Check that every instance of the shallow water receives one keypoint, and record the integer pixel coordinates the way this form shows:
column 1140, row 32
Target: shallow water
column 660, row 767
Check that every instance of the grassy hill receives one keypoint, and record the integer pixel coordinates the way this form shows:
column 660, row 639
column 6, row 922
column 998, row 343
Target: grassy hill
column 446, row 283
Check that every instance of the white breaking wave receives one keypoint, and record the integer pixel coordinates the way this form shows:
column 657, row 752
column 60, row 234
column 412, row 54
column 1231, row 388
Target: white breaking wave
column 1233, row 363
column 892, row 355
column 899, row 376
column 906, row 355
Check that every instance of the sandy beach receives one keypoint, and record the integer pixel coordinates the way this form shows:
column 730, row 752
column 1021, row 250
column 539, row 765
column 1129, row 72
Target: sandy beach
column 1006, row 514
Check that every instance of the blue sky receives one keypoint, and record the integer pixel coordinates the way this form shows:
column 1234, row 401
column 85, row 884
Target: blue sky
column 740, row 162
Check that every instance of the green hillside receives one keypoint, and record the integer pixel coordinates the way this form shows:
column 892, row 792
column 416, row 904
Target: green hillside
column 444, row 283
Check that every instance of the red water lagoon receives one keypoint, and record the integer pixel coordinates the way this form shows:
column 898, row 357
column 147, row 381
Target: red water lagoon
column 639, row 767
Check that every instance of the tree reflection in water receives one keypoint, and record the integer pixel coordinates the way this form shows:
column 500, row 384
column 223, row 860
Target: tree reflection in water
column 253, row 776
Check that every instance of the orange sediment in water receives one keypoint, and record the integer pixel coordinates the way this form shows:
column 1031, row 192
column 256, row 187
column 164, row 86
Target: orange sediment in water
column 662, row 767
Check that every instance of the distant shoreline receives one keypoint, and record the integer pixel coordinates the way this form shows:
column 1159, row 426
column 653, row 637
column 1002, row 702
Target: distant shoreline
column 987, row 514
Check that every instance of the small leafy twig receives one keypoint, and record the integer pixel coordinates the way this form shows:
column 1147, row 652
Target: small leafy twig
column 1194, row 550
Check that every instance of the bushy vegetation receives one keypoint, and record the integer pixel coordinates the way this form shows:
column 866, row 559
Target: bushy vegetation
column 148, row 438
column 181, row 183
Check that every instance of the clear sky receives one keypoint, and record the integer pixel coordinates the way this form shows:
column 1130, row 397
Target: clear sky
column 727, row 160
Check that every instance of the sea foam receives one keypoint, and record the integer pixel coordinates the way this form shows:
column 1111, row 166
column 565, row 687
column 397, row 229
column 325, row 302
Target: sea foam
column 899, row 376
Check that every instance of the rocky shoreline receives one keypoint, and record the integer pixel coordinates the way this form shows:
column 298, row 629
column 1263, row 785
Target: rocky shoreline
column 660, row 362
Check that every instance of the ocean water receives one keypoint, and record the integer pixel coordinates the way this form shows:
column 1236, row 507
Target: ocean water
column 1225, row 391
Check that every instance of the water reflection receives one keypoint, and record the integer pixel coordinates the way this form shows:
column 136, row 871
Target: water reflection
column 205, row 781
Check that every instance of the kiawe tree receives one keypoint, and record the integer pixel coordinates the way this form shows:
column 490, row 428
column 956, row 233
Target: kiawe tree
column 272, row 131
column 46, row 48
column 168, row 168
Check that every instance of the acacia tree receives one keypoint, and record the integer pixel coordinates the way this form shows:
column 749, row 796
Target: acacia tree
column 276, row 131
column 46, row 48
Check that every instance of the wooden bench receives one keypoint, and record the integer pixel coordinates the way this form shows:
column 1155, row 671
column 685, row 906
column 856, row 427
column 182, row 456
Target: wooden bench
·····
Your objective >>
One number and nothing else is the answer: how many lines of the material include "bench".

Response for this exercise >>
2